# Brano di partenza
Politically (in)correct – Fondi pensione: alla ricerca di una mission perduta

È stato presentato, l’8 giugno scorso, dalla Covip (l’Autorità di vigilanza) la Relazione per l’anno 2016 sulla previdenza complementare.  Il settore – che è prossimo a festeggiare il primo quarto di secolo di una regolamentazione organica, mentre celebra quest’anno il decennale della riforma del TFR –   presenta un profilo ed una consistenza reali: le risorse accumulate alla fine dell’anno considerato ammontano a 151,3 miliardi (+ 7,8% rispetto all’anno precedente) e costituiscono il 9% del Pil e il 3,6% delle attività finanziarie delle famiglie italiane.

 

Ma questi dati, come quelli che vedremo in seguito, se analizzati nella loro composizione, mettono in evidenza la gracilità del secondo pilastro a capitalizzazione: il 40% di tali risorse appartengono ai fondi preesistenti (rispetto alla riforma del 1993), mentre i fondi negoziali si accontentano del 30%, i PIP del 20%. Il resto rimane ai fondi aperti.

 

Anche sul versante delle adesioni, il quadro è meno positivo di quello che potrebbe sembrare di primo acchito. Se è vero infatti che il totale degli iscritti alla fine del 2016 era pari a 7,8 milioni di lavoratori (5,8 milioni dipendenti, 2 milioni autonomi), da questo dato vanno sottratte le adesioni multiple (ben 620mila); pertanto il numero effettivo si riduce a 7,2 milioni circa (27,8% delle forze di lavoro). Inoltre, quasi 2 milioni di iscritti non hanno versato, lo scorso anno, la contribuzione prevista; pertanto gli iscritti attivi si riducono al 25,6% sugli occupati. Trattandosi in prevalenza di lavoratori autonomi e mettendo questo numero di “renitenti” a confronto con l’insieme dei lavoratori indipendenti iscritti alle diverse forme complementari, si arriva a constatare che il settore del lavoro autonomo continua a rimanere marginale ed estraneo a questa esperienza. Il che è veramente singolare, dal momento che sono operative ed influenti organizzazioni di categoria che pure hanno tentato di dare vita ad iniziative le quali, però, non hanno mai attecchito o lo hanno fatto in misura assai ridotta.

# Dati dell'esercizio

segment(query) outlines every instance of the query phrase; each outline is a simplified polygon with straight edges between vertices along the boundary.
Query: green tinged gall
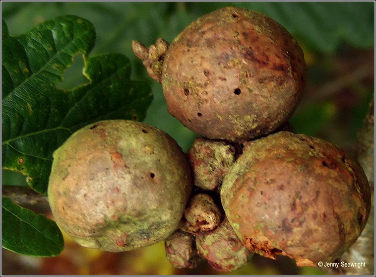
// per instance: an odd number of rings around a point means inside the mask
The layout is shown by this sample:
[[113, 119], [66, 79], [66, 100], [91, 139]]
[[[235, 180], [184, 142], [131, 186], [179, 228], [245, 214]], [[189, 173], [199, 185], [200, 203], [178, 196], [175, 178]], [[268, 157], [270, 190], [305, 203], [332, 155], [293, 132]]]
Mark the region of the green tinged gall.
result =
[[303, 52], [267, 16], [228, 7], [191, 23], [164, 56], [169, 112], [208, 138], [240, 141], [286, 122], [305, 85]]
[[77, 131], [54, 152], [48, 198], [56, 222], [77, 242], [119, 252], [173, 233], [191, 187], [186, 156], [170, 136], [109, 120]]

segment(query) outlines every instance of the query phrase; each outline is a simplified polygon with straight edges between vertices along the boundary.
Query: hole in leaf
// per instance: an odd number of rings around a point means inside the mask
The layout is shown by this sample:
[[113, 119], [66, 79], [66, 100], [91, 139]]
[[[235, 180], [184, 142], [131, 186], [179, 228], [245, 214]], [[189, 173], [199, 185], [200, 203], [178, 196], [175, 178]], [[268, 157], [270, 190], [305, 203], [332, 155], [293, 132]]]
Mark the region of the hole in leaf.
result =
[[61, 89], [70, 89], [89, 82], [89, 80], [82, 74], [82, 69], [85, 67], [85, 63], [82, 54], [78, 54], [73, 57], [72, 65], [67, 68], [63, 74], [63, 81], [57, 87]]
[[235, 94], [236, 94], [237, 95], [239, 95], [240, 94], [240, 93], [242, 92], [242, 91], [240, 90], [239, 88], [236, 88], [235, 90], [234, 91], [234, 93]]

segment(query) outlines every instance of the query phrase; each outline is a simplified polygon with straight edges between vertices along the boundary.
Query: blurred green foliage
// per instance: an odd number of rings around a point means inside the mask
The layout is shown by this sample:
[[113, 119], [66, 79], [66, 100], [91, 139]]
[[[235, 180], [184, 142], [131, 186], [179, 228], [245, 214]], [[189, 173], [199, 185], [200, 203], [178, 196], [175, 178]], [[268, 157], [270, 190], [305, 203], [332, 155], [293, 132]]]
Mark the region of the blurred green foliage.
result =
[[[310, 52], [331, 54], [343, 41], [357, 47], [373, 46], [374, 9], [373, 3], [369, 2], [4, 2], [2, 13], [13, 36], [60, 15], [73, 14], [90, 20], [97, 33], [92, 53], [118, 52], [129, 58], [131, 78], [149, 82], [154, 94], [144, 122], [169, 133], [187, 150], [196, 135], [168, 114], [160, 85], [149, 77], [133, 54], [131, 41], [148, 46], [162, 37], [171, 42], [199, 16], [228, 5], [265, 13], [281, 24]], [[80, 74], [82, 63], [77, 58], [78, 62], [65, 74], [65, 80], [60, 87], [69, 88], [87, 81]]]
[[[117, 52], [130, 59], [131, 78], [149, 82], [154, 95], [144, 122], [169, 134], [186, 151], [197, 135], [168, 113], [161, 85], [147, 75], [141, 61], [133, 54], [132, 40], [138, 40], [146, 46], [153, 44], [159, 37], [171, 42], [191, 22], [220, 7], [232, 5], [257, 10], [282, 25], [303, 48], [309, 66], [308, 86], [314, 87], [311, 89], [308, 87], [307, 90], [312, 93], [315, 91], [314, 88], [330, 81], [335, 75], [333, 62], [335, 57], [341, 53], [351, 55], [349, 49], [351, 52], [353, 48], [374, 47], [374, 4], [372, 2], [2, 2], [1, 7], [2, 18], [12, 36], [23, 33], [40, 22], [63, 14], [78, 15], [90, 20], [97, 35], [92, 55]], [[82, 57], [76, 56], [59, 87], [69, 89], [87, 82], [81, 73], [83, 66]], [[339, 109], [335, 99], [330, 97], [306, 102], [300, 107], [302, 108], [298, 108], [291, 119], [297, 131], [325, 137], [323, 134], [326, 129], [337, 133], [344, 130], [345, 134], [338, 133], [336, 137], [330, 138], [340, 142], [348, 139], [353, 143], [374, 88], [373, 84], [365, 86], [356, 83], [351, 85], [351, 89], [352, 95], [356, 96], [357, 99], [347, 110]], [[309, 99], [311, 95], [306, 96]], [[344, 122], [345, 126], [333, 128], [337, 122]], [[3, 184], [9, 183], [3, 179]], [[255, 268], [251, 263], [240, 270], [241, 272], [235, 273], [262, 275], [282, 272]], [[294, 270], [287, 272], [297, 273]], [[313, 268], [303, 268], [297, 272], [303, 275], [322, 273]]]

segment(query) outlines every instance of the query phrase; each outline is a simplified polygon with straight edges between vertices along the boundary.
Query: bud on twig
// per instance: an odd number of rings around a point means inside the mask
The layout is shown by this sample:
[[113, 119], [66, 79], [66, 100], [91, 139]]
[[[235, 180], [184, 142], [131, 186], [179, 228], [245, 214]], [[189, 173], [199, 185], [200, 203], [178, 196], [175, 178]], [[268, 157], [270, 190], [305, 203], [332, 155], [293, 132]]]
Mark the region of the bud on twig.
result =
[[212, 197], [203, 193], [193, 196], [184, 215], [191, 224], [201, 231], [209, 231], [221, 222], [221, 214]]
[[166, 256], [170, 263], [178, 269], [194, 269], [200, 263], [195, 238], [178, 230], [165, 241]]

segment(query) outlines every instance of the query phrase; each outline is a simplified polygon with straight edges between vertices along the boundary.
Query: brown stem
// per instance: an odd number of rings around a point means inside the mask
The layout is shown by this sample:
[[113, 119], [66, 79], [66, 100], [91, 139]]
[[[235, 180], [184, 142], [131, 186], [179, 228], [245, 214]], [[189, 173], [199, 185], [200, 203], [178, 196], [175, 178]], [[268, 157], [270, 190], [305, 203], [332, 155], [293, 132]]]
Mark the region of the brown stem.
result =
[[222, 214], [211, 196], [199, 193], [193, 196], [184, 212], [187, 221], [201, 231], [215, 228], [221, 222]]
[[142, 61], [148, 74], [159, 83], [162, 83], [162, 68], [165, 55], [170, 44], [162, 38], [158, 38], [155, 44], [148, 48], [137, 41], [132, 41], [132, 49], [137, 57]]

# Esercizio scritto 1
Conta le righe delle voci in cui compare la parola "foliage" e scrivi soltanto il numero.
# Esercizio scritto 2
Prosegui l'articolo sui fondi pensione dal punto in cui termina.
L'articolo sui fondi pensione e le voci sono materiali indipendenti tra loro.

# Risposta corretta 1
2

# Risposta corretta 2
 

L’altro “grande assente” è il pubblico impiego: ma in questo caso vi sono limiti normativi (nel senso che le regole non sono completamente allineate con quelle dei comparti privati) e soprattutto dei ritardi da parte della contrattazione collettiva che ha, in materia, un ruolo costitutivo.

 

Che sia carente l’azione di carattere collettivo risulta anche dai dati delle adesioni. Ben 2,9 milioni di lavoratori sono iscritti ai c.d. PIP “nuovi” (in numero di 78), ovvero ai piani previdenziali individuali sottoposti a recente istituzione e revisione normativa: si tratta, quindi, di previdenza complementare “fai da te”, gravata persino di maggiori costi di gestione.  Ciononostante continuano a registrare una dinamica di adesione molto elevata (+10,3% nel 2016 e il 42% del totale). Ai 36 fondi negoziali aderiscono in 2,6 milioni; 1,3 milioni ai 43 fondi aperti (quelli promossi dai soggetti di mercato). Sono solo 650mila gli aderenti ai 294 fondi preesistenti, benché essi detengano la quota più rilevante di risorse destinate alle prestazioni e nonostante il numero ridotto degli aderenti (il fatto è che sono operanti ormai da decenni).

 

Va da sé, invece, che la grande maggioranza dei flussi contributivi (14,2 miliardi lo scorso anno) finiscono nelle forme di più recente costituzione.  Residuale e “in cerca d’autore” se ne sta il Fondinps, a prova che ognuno deve fare il proprio mestiere anche quando si tratta di enti previdenziali. La radiografia del settore mette in evidenza una struttura che è stata definita “rachitica”. Alla fine del 2016 sono 36 (32 nel 2015) le forme pensionistiche con più di un miliardo di risorse accumulate (13 fondi negoziali, 4 fondi aperti, 6 PIP e 13 fondi preesistenti); esse concentrano 93,4 miliardi di euro (80,5 nel 2015) pari al 65 per cento del totale (60 per cento nel 2015). La classe tra 500 milioni e 1 miliardo raggruppa 32 forme (11 fondi negoziali, 10 fondi aperti, 2 PIP e 9 fondi preesistenti), totalizzando 23 miliardi di euro di risorse accumulate. I fondi con risorse inferiori a 25 milioni di euro sono 197 (203 nel 2015), per un totale accumulato di 1,5 miliardi (appena l’1 per cento del complesso delle risorse destinate alle prestazioni); nessun fondo negoziale figura in tale classe dimensionale che, invece, comprende 7 fondi aperti, 34 PIP e 156 fondi preesistenti.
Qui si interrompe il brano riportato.